## Short task 1
Copy out every line of the entries that contains the string "matches", matching its case exactly.

Although Soviet authorities saw the transport glider as a
solution to commercial needs for more air lift, they apparently concurrently
saw that the transport glider had some military potential. Military and
commercial development began simultaneously in the very early 1930’s, perhaps
in 1931 or 1932, and ran on closely parallel paths. The Moscow glider factory
was their design and production focal point. In 1934, the Moscow glider factory
produced the GN-4, a five-place glider that could transport four passengers and
was designed for towed flight.

The idea for a multi-passenger towed glider, as opposed to
the two-passenger soaring glider already flown, must have blossomed in 1932 or
1933, inasmuch as Groshev (designer of the transport glider GN-4), had one on
the drawing board then. The GN-4 appears to have been a modest development
compared with others then on the drawing board, for General I. I. Lisov, in his
Parachutists—Airborne Landing, published in Moscow in 1968, reveals that as far
back as 1932 the work plan for the Voenno Vozdushniy Sily (VVS) design bureau
included the G-63 glider, a craft that could carry seventeen soldiers or a like
amount of cargo. What is even more remarkable is that the bureau was daring
enough to include a requirement for a fifty-man glider, the G-64, which was to
be towed by a TB-1 bomber.

While there are those who would criticize such bold
statements as an attempt to bolster the Soviet ego with another first or
discount them as pure propaganda, there is evidence based on what was to come
that the statements did not come from unrealistic fantasy. In 1935, the Soviet
magazine Samolet (Flight) discussed the use of gliders for carrying passengers,
citing an eighteen-passenger glider, and having a photograph in support. The
article goes so far as to give an illustration of a transport glider train
drawn by a four-engined aircraft. This would mean that the 1932 VVS design
requirement was realized, in part, by 1935 or earlier, since gliders cannot be
designed, built and tested overnight. On 9 October 1935, the New York Times
reported that a 118-passenger glider with a ninety-two-foot wingspan, the G-3,
had been built by the experimental institute in Leningrad and test-flown
several times. It was to have been flown from Leningrad to Moscow the same
month. This was undoubtedly the glider reported in Samolet.

## Provided material
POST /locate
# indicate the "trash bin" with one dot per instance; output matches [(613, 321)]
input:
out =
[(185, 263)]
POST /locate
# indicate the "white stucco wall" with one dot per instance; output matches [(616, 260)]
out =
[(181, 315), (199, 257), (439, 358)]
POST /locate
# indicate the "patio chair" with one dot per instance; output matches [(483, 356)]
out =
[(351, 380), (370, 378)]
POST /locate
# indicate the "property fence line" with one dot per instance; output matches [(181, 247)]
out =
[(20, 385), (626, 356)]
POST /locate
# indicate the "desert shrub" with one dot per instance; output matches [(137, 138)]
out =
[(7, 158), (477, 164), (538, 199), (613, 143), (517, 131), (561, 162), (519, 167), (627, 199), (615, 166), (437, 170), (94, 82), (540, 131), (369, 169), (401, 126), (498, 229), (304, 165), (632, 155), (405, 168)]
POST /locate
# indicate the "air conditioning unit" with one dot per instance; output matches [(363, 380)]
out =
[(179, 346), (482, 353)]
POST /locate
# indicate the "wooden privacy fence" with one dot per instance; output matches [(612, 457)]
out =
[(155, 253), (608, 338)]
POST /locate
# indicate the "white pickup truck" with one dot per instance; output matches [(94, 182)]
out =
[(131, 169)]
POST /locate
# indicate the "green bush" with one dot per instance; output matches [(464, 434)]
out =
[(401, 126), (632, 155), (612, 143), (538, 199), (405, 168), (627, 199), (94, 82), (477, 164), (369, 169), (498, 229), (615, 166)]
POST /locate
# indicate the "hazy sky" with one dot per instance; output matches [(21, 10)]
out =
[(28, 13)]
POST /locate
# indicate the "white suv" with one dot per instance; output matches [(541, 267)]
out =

## Short task 2
Which glider designations appear in the passage on Soviet transport gliders? List every one.

## Worked answer 1
# indicate the "trash bin" with one dot per instance; output matches [(613, 321)]
# indicate the "white stucco wall" with one dot per instance; output matches [(616, 260)]
# indicate the "patio chair" with one dot per instance; output matches [(483, 356)]
# indicate the "property fence line" with one dot per instance; output matches [(181, 247)]
# indicate the "desert shrub" with one dot per instance; output matches [(137, 138)]
# indicate the "air conditioning unit" with one dot per instance; output matches [(363, 380)]
# indicate the "wooden privacy fence" with one dot per instance; output matches [(612, 457)]
# indicate the "white pickup truck" with one dot per instance; output matches [(94, 182)]
# indicate the "green bush" with one dot per instance; output matches [(464, 434)]
# indicate the "hazy sky" with one dot per instance; output matches [(21, 10)]
# indicate the "white suv" with one dot per instance; output matches [(541, 267)]

## Worked answer 2
GN-4, G-63, G-64, G-3